TASK OBJECTIVE.
Continue the forum thread about registering hhctrl.ocx, starting right after its last line.

QUOTED PASSAGE.
• • •
Did you register the dll file as mentioned in the link I provided in the earlier post?

Run "regsvr c:\windows\system\hhctrl.ocx"

Arun


----------



## royal (Jul 17, 2006)

are there any special characters in the filename or path ???

I had a folder called "C#" where I had some ebooks. I was unable to open any.

When I changed the name from "C#" to "C Sharp" , I could open them


----------



## rakeshishere (Jul 17, 2006)

sakumar79 said:
			
		

> Did you register the dll file as mentioned in the link I provided in the earlier post?
> 
> Run "regsvr c:\windows\system\hhctrl.ocx"
> 
> Arun



when trying to register the dll file i get a msg that "cannot find the dll file hhctrl.ocx"


----------



## sakumar79 (Jul 17, 2006)

Then, locate the file and revise the command to show correct path... If it is in system32 folder, run "regsvr c:\windows\system32\hhctrl.ocx"

Arun


----------



## rakeshishere (Jul 20, 2006)

sakumar79 said:
			
		

> Then, locate the file and revise the command to show correct path... If it is in system32 folder, run "regsvr c:\windows\system32\hhctrl.ocx"
> 
> Arun



I tried but i get a new error something like this:
*LoadLibrary("c:\windows\system32\hhctrl.ocx") failed.*


----------



## RCuber (Jul 24, 2006)

royal said:
			
		

> are there any special characters in the filename or path ???
> 
> I had a folder called "C#" where I had some ebooks. I was unable to open any.
• • •
RECORDS.
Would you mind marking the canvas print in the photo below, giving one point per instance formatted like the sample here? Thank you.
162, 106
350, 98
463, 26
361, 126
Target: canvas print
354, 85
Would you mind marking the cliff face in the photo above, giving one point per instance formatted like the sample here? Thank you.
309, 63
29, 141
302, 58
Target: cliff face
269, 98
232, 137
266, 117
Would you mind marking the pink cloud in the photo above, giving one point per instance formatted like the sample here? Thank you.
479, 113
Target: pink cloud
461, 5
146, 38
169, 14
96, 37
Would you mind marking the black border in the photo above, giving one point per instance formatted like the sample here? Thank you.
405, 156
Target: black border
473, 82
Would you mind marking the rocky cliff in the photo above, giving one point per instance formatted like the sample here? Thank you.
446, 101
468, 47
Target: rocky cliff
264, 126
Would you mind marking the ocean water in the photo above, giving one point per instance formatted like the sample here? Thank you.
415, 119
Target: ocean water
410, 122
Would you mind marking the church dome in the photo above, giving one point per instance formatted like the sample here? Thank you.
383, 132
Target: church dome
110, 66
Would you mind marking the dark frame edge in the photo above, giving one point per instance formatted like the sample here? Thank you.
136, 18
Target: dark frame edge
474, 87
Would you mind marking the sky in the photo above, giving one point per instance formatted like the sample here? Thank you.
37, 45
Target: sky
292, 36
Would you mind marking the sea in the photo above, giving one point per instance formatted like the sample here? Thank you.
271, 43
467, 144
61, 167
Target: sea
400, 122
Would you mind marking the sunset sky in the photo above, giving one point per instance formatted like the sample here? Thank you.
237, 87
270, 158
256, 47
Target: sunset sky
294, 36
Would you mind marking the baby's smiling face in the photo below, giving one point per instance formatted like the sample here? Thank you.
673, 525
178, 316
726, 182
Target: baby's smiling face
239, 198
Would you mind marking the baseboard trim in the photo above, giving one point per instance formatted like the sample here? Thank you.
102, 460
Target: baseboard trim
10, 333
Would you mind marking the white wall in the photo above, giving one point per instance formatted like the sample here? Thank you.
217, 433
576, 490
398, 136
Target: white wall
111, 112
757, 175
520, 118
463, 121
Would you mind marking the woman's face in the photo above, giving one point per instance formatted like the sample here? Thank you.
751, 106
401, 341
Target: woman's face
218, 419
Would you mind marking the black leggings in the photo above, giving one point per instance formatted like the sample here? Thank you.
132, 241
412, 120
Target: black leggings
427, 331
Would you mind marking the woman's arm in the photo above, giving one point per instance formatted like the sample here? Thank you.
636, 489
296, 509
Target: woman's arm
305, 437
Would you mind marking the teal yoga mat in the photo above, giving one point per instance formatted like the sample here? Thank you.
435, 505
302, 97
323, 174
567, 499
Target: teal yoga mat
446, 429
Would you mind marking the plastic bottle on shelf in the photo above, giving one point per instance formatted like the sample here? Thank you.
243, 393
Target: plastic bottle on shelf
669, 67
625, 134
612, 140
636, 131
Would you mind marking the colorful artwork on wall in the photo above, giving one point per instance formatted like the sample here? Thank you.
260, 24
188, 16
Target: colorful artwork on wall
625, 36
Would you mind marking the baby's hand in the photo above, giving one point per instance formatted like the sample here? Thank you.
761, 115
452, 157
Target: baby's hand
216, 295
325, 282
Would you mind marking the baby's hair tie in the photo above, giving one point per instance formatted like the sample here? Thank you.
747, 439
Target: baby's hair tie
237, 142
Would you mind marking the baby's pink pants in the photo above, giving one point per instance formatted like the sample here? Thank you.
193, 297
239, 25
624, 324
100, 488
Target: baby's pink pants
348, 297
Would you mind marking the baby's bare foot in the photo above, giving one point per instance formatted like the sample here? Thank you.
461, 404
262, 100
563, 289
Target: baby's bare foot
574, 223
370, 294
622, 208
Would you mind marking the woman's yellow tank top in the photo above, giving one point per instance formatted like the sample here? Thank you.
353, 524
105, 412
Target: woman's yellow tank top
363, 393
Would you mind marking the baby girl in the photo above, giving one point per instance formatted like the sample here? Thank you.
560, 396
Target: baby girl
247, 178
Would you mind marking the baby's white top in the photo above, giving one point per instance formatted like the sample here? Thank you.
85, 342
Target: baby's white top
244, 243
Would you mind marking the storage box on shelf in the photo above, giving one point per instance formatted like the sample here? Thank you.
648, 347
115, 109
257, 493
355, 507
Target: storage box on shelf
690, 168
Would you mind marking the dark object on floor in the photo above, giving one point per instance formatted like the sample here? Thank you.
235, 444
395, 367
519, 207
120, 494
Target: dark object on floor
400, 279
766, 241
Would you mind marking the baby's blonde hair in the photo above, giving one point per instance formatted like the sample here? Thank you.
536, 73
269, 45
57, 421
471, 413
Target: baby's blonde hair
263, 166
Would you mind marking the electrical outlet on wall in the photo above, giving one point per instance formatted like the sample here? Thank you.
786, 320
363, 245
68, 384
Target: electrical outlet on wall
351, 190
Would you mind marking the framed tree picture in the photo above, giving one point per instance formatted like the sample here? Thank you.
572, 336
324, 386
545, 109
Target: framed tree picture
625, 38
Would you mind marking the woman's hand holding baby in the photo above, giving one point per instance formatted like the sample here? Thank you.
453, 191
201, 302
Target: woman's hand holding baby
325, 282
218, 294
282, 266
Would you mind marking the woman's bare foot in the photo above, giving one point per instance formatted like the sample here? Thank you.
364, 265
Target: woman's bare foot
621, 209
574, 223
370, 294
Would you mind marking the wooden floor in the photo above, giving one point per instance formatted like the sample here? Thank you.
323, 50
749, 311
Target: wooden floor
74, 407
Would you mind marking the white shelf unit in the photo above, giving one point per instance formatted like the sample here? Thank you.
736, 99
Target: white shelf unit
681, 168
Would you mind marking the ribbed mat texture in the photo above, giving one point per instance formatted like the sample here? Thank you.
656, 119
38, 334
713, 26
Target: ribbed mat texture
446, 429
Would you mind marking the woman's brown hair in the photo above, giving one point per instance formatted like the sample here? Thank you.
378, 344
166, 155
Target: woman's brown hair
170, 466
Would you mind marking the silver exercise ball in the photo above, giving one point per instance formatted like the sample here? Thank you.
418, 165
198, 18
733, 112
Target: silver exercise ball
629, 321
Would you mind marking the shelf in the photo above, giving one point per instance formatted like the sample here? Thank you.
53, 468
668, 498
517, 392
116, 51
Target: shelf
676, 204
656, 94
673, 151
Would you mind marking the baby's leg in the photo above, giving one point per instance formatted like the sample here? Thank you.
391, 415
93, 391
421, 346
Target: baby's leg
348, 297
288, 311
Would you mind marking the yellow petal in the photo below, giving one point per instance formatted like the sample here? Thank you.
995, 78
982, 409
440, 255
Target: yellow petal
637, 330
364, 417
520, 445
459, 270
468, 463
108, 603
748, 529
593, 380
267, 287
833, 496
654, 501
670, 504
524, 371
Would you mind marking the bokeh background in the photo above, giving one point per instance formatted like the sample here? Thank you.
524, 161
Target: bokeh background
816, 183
• • •
THE RESPONSE.
> 
> When I changed the name from "C#" to "C Sharp" , I could open them


I had a .chm file , but it was not showing the contents  , i tried a few softwares but none was able to fix it , after i saw your post it worked  , thanks royal for the trick .


----------



## rakeshishere (Jul 24, 2006)

Its ok...I have reinstalled my OS


----------



## nishant_nms (Jul 25, 2006)

I too had faced this problem sometimes ago. Then I asked Microsoft for help. Then they called me and asked me to uninstal SP2 and again to install it in safe mode. My XP had not got any service pack in itself. It needs to be installed manulay after installation of XP


----------



## rakeshishere (Jul 25, 2006)

nishant_nms said:
			
		

> I too had faced this problem sometimes ago. Then I asked Microsoft for help. Then they called me and asked me to uninstal SP2 and again to install it in safe mode. My XP had not got any service pack in itself. It needs to be installed manulay after installation of XP



What do u mean when u say "My XP had not got any service pack in itself."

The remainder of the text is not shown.